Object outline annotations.

☆ ☆ ☆ ☆ ☆

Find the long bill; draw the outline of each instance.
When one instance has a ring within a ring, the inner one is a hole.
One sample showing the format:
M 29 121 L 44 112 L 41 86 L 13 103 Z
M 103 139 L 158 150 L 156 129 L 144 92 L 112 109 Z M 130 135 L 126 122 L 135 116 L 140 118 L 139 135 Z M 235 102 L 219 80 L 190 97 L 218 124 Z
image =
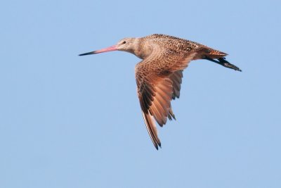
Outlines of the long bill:
M 117 49 L 116 47 L 116 45 L 114 45 L 114 46 L 105 48 L 105 49 L 82 54 L 80 54 L 79 56 L 86 56 L 86 55 L 91 55 L 91 54 L 98 54 L 98 53 L 103 53 L 103 52 L 107 52 L 107 51 L 115 51 L 115 50 L 117 50 Z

☆ ☆ ☆ ☆ ☆

YOUR GOAL. Turn every line of the entries above into a Markdown table with the columns Row and Line, giving each line a row number and skipping blank lines. Leave the pictures out of the table.

TASK SOLUTION.
| Row | Line |
|---|---|
| 1 | Find the long bill; draw the outline of each instance. |
| 2 | When one instance has a ring within a ring, the inner one is a hole. |
| 3 | One sample showing the format: |
| 4 | M 29 121 L 44 112 L 41 86 L 13 103 Z |
| 5 | M 103 139 L 158 150 L 156 129 L 144 92 L 112 109 Z M 130 135 L 126 122 L 135 116 L 140 118 L 139 135 Z M 235 102 L 219 80 L 190 97 L 218 124 Z |
| 6 | image = |
| 7 | Outlines of the long bill: |
| 8 | M 117 49 L 116 47 L 116 45 L 114 45 L 114 46 L 105 48 L 105 49 L 82 54 L 80 54 L 79 56 L 86 56 L 86 55 L 91 55 L 91 54 L 98 54 L 98 53 L 103 53 L 103 52 L 107 52 L 107 51 L 115 51 L 115 50 L 117 50 Z |